The final(ish) end of the LTA will be an irrelevancy for most people, just as was the LTA itself. However, if you are – or might be – affected either by the disappearance or the possible reinstatement, now is the time to review your retirement planning.

 

 

ISAs 25 Years On

 

On 6 April ISAs reached the grand old age of 25. When they first appeared, in April 1999, they were seen largely as a rebranding by the then Labour Chancellor, Gordon Brown, of two schemes introduced by his Conservative predecessors: Nigel Lawson (Personal Equity Plans – PEPs) and John Major (Tax Exempt Special Savings Accounts – TESSAs). Since that far off day, ISAs have undergone many changes.

 

A success story?

The latest figures from HMRC show that, in April 2022, there was £742bn invested in adult ISAs, of which 38% was in cash ISAs and virtually all the rest in stocks and shares ISAs. On the face of it, that is an impressive figure – about 28% of the current total government debt.

 

A different picture emerges from the timelier statistics published by the Investment Association (IA). Their data is less comprehensive, covering only stocks and shares ISAs of its members and the five large investment platforms. The IA also presents the ISA flows as a net figure, that is subscriptions in less amounts withdrawn. The results might surprise you:

 

 

Source: Investment Association March 2024

 

From April 2023 to February 2024 the IA recorded a net outflow of £4.7bn, although March 2024 will almost certainly see an inflow. The outflow from stocks and shares ISAs recorded by the IA has a parallel in cash ISAs, where the HMRC statistics show a £28.8bn drop in total investment value between April 2020 and April 2022.

 

The Case For Isas Now

Go back to May 2022 and, for many investors, ISAs offered little advantage over direct investment, a fact that helps explain the net outflows. Two years on, the changes to taxation explained elsewhere in this newsletter have brought new potential tax liabilities for many investors. Over the same period, the rise in interest rates from near zero to around 5% has meant many savers are no longer protected from tax by the frozen personal savings allowance (£1,000 for basic rate taxpayers and £500 for higher rate taxpayers).

# [RECORDED INFORMATION]
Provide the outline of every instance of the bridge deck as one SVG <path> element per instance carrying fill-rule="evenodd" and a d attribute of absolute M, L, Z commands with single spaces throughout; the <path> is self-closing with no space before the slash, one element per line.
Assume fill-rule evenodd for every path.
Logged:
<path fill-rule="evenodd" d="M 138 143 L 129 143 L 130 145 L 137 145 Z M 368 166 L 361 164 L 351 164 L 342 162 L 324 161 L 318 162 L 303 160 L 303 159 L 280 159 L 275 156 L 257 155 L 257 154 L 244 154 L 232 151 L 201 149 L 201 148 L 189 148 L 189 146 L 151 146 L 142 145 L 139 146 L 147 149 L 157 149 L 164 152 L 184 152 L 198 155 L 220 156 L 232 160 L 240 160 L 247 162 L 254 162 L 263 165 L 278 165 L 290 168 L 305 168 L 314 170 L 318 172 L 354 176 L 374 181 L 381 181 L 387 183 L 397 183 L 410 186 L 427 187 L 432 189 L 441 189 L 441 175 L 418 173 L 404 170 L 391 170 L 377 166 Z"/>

# [TASK DIRECTIONS]
Could you pick up the newsletter piece on ISAs and tax and continue it from its last sentence? The data above was drawn from a different source than the text.

# [OUTPUT BELOW]
 

The corollary is that the tax advantages provided by an ISA are now more relevant to investors and savers. As a reminder, within an ISA:

 

·        All interest is free of UK tax;

·        All dividends are also free of UK tax (although withholding tax may apply to foreign dividends);

·        Capital gains are free of UK tax; and

·        All HMRC reporting is handled by the ISA manager – you have nothing to put on a tax return.

 

The ISA annual subscription limit is £20,000 – the same as it has been since 2017/18. For a higher rate taxpayer investing in a UK equity income fund with a typical yield of about 4.5%, that could translate into a tax saving of over £300 a year, assuming their dividend allowance is already used elsewhere. There could also be capital gains tax savings – cumulative growth of more than 15% would be enough to create a gain above the 2024/25 annual exemption.

 


Despite the focus on tax year end subscriptions, the optimum time to invest in an ISA is early in the tax year, to maximise the period of favourable tax treatment.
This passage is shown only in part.